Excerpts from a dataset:
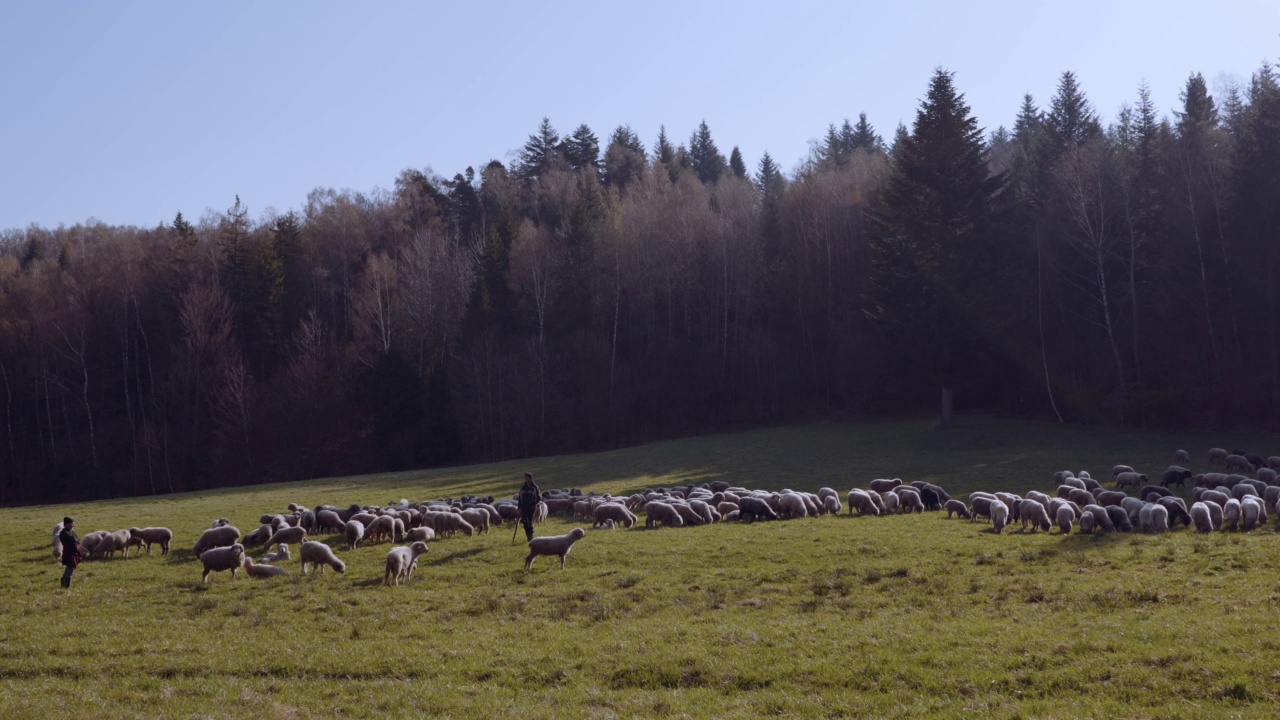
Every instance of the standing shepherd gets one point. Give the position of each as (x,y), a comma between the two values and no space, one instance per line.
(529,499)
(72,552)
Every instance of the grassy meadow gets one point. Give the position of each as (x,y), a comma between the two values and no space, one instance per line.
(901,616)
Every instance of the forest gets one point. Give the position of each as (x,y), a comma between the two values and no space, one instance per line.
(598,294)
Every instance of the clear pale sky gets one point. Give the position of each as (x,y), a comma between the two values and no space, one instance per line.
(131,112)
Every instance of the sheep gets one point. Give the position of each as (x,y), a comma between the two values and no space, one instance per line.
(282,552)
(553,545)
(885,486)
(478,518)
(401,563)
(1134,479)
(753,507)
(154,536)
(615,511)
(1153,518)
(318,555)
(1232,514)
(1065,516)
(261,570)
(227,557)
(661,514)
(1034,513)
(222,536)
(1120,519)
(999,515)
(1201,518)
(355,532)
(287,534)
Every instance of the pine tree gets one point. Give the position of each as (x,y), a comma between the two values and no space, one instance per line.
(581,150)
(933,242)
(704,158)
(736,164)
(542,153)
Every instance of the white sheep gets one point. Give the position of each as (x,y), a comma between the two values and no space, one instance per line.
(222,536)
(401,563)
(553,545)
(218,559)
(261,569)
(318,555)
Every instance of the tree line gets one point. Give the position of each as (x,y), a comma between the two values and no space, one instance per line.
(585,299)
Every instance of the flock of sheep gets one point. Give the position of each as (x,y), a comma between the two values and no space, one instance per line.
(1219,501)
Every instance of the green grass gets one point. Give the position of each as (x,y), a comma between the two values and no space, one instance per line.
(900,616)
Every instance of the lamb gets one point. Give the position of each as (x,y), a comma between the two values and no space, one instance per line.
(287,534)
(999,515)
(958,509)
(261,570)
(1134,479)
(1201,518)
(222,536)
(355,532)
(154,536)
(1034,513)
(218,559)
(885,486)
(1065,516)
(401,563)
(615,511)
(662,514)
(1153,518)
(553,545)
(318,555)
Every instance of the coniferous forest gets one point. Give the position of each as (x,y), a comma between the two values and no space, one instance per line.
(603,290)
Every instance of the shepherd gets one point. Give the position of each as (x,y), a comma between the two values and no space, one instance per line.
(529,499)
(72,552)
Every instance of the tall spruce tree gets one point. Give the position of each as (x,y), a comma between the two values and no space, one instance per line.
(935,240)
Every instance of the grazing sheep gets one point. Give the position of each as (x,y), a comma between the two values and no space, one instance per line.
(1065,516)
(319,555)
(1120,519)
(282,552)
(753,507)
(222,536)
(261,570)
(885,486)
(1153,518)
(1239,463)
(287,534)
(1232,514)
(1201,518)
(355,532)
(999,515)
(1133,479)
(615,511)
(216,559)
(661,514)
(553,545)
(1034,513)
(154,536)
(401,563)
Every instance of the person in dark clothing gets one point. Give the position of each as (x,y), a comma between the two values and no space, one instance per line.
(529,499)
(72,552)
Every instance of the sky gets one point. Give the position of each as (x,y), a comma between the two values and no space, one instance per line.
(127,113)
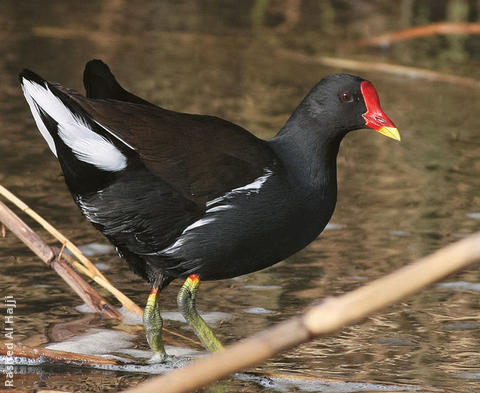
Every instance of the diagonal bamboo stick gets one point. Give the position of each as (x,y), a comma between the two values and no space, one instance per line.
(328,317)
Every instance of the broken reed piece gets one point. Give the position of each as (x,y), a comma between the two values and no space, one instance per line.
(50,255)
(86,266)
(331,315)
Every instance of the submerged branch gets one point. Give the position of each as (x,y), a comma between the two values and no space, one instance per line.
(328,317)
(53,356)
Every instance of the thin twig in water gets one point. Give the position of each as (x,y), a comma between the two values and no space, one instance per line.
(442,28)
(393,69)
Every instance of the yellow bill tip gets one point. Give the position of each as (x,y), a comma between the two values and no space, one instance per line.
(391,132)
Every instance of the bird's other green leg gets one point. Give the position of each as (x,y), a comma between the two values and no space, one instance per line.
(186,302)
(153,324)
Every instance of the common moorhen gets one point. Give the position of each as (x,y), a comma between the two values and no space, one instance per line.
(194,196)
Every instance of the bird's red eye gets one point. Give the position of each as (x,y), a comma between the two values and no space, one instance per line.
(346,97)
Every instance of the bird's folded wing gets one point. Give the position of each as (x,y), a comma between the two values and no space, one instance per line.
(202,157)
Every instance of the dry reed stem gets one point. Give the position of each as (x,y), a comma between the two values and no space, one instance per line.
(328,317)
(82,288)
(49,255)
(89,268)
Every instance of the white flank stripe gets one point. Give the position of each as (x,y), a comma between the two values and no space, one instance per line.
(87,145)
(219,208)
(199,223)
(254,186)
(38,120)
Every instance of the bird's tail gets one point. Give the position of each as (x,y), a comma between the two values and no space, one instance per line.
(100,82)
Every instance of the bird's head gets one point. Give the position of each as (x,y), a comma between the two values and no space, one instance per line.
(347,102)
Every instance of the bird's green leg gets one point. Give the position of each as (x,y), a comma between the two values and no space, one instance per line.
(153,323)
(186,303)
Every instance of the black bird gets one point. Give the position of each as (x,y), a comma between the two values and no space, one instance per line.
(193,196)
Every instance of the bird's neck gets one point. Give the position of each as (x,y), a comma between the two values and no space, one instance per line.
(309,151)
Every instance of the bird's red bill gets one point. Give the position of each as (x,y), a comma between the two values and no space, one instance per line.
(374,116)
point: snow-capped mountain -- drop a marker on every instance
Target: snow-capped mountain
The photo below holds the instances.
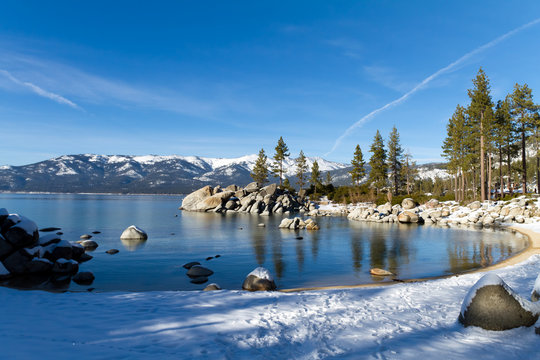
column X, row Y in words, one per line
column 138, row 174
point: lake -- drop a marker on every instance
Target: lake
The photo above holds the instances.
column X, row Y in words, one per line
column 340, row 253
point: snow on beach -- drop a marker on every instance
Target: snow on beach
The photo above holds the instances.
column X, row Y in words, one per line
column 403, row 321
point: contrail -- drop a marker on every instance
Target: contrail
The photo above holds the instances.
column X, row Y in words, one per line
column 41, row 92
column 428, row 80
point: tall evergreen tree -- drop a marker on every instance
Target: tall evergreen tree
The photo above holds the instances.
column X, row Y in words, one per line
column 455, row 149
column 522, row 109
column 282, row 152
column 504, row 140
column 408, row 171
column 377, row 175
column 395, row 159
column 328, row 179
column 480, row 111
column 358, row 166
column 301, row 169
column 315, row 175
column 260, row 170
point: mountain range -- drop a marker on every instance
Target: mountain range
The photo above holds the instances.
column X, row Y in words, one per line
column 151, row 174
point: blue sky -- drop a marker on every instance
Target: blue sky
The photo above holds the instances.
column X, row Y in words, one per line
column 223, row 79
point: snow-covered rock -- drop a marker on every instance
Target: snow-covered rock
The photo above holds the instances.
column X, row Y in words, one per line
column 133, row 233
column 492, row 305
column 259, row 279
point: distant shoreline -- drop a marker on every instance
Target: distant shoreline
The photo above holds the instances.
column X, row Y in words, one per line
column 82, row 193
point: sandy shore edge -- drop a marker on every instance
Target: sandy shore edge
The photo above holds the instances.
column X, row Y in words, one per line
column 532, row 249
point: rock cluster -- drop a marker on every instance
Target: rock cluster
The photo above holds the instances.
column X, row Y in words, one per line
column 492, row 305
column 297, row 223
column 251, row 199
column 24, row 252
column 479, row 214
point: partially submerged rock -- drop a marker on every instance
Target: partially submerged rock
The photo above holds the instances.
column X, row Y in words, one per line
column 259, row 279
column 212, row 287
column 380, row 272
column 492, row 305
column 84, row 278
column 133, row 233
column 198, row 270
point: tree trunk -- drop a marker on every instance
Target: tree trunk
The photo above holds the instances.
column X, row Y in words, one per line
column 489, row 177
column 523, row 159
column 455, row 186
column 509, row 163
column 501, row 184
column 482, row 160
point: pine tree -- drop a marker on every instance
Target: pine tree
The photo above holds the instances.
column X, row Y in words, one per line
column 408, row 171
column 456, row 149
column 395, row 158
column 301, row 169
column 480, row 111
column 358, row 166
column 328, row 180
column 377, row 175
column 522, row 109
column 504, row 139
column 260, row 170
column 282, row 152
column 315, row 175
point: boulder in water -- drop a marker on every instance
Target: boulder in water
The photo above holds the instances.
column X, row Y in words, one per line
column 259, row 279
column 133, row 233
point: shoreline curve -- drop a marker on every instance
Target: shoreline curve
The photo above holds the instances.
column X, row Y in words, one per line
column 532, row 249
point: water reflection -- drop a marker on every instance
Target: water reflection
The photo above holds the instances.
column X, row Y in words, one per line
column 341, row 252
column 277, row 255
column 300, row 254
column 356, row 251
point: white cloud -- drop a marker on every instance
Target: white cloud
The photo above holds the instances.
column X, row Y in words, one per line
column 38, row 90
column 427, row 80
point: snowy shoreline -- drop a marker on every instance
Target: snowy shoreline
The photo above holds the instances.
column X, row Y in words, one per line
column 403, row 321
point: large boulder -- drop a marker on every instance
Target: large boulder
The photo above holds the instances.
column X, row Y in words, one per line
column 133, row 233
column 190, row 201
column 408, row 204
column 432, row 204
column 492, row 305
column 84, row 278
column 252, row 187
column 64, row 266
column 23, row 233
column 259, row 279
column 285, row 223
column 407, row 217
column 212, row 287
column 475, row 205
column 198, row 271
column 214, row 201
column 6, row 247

[What this task involves]
In the records above, find the lines containing "shoreline" and copy them.

[Exercise result]
point: distant shoreline -- drop a marker on every instance
Target: distant shoreline
point: shoreline curve -- drop a marker on every instance
Target: shoreline curve
point: snowy shoreline -- drop a marker on every instance
Target: snowy shoreline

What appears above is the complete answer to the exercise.